**GIVEN TEXT:**
┌────────

I hope your current government does endorse the 15% superannuation contribution. I know you have a national health care system and with that in place it would allow mature people to contribute to the social well being of the country and at the same time allow room in business for young people with new careers and families.
What will happen here in the coming 20 years remains to be seen.
Keating also goosed the Queen. Points for that :)
I don't trust banks, I don't trust the government - retirement is solely a ten letter word to me.
I can grow food on my land, have my own water - that is my retirement. I guess I am lucky.
it's funny how someone
with no economic experience
becomes Treasurer
until you realize how little
economists and financiers
seem to know.
if i spend 15% more
than I earn each year
until I retire,
i must be american.
my home equity
america's superannuation
will bail me out,
if the bank doesn't
foreclose first.
You and DK always trip me up on these finance issues :( I should put more time into understanding. Oh well, one day...
once you begin to
understand
cart, it changes again.
Hey, we could use him here. We have a government who'd like to see everyone for themselves, without the government help.
Interesting piece.
Hi Susan, Scaramouch Jones, Zee, Sera, Cart & Gary
Thanks for your comments.
Susan ~Very similar but we do have 100% vesting, e.g. the funds remain always yours and are not contingent on any factor such as years of employment.
Hopefully fresh political faces in the USA will eventually introduce a universal health scheme funded on a levy on taxable income which would reduce the present duplication; the opportunity for fraud and a halt to uncontrolled runaway costs.
SJ - I remember that incident- Keating also wants us to become republic.
Zee –I think at times it can also be fun growing your own food! It’s been estimated a family can almost become self sufficient in vegetables and fruit given only 900 square metres of land!
Sera- your best investment is the one you make in yourself and or your own business, but do put some saving aside for your future!

└────────

**RECORDS SUPPLIED:**
┌────────

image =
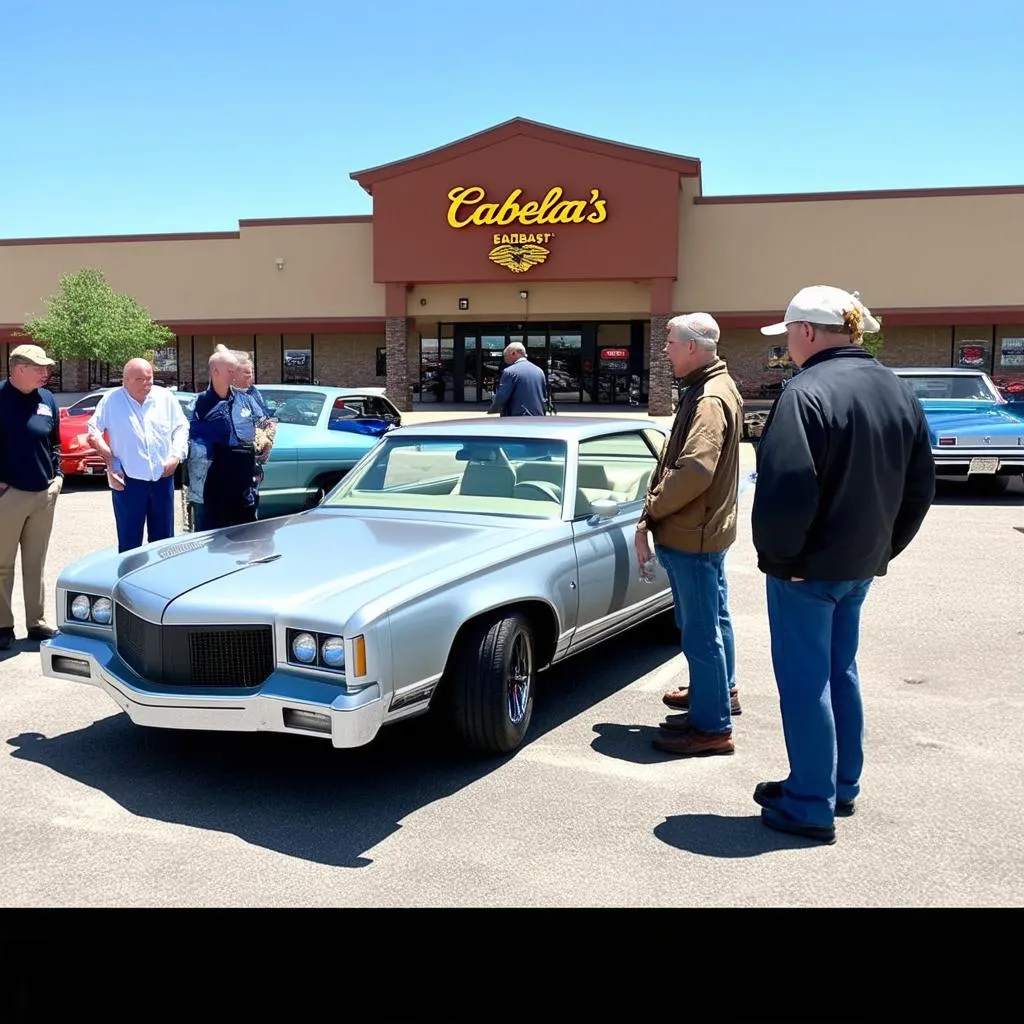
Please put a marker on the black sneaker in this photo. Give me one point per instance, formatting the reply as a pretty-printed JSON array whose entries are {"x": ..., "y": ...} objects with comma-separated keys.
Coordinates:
[
  {"x": 767, "y": 794},
  {"x": 778, "y": 821}
]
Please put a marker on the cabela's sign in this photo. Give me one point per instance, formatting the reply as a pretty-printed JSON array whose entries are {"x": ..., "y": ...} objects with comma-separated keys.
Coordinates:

└────────

**QUESTIONS TO ANSWER:**
[1] List every name greeted in the line of the superannuation comments that begins "Hi Susan".
[2] Write the next part of the superannuation comment thread, starting after the reply addressed to Sera.
None of the data is needed here.

**ANSWER LIST:**
[1] Susan, Scaramouch Jones, Zee, Sera, Cart, Gary

[2]
Cart - Paying in additional 6% into super savings in lieu of reduced tax makes more sense as it creates saving and enriches the nation?
Gary – Governments become ideologically driven and forget their funding is from the community who expect encouragement and sensible policies for all. Harper is a ‘Howard’s man’; on most issues as you have experienced. I notice Finance Minister Jim Flaherty budgeted $2.3 billion surplus is now looking very shaky. I also notice the Governments generated a $4.25 billion windfall from the just-completed wireless spectrum auction.
Best wishes
As always, I enjoy learning something new here! This certainly stirs the imagination!!
let's see. if i save a dollar a day at eight percent annual interest, minus 40% for tax and factoring four percent inflation, plus $120 a barrel for oil, each dollar i save will be worth a (negative) eight cents when i retire.
you sound like a pessimistic fashion designer today, Sera. Can't blame you though...
Hi Michael & Sera & Zee
Michael-Thanks for your visit and comment
Sera
I am not sure of the limits on your 401K plans over there but I think you will find your able to deduct any contributions you make from your gross salary (reducing your overall tax rate and tax payment) rather than paying for it out of your net after tax salary as you have implied. Contributions into such a fund would also enjoy tax free status in terms of the earnings whilst in the fund.